[Dataset entries]

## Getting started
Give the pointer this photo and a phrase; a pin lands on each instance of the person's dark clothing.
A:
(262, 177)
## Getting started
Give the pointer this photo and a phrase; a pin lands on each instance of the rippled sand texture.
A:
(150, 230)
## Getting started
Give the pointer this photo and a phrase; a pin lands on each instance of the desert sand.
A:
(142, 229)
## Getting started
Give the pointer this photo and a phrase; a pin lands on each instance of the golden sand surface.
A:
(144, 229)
...
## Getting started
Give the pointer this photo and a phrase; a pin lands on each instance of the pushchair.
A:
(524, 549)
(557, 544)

- **WHAT YOU NEED TO DO**
Look through the entries and find each line that has the string "phrase". Copy those lines.

- **ANSWER TO THIS EXERCISE**
Give the pointer this photo and a phrase; a pin lands on each instance of the person's dark clothing.
Give the pointer this photo and a phrase; a pin lands on each instance of the rippled sand texture.
Give the pointer this photo and a phrase; a pin lands on each instance of the desert sand.
Give the pointer this photo and a phrase; a pin lands on each instance of the golden sand surface.
Give the pointer this photo and a phrase; a pin lands on each instance of the pushchair.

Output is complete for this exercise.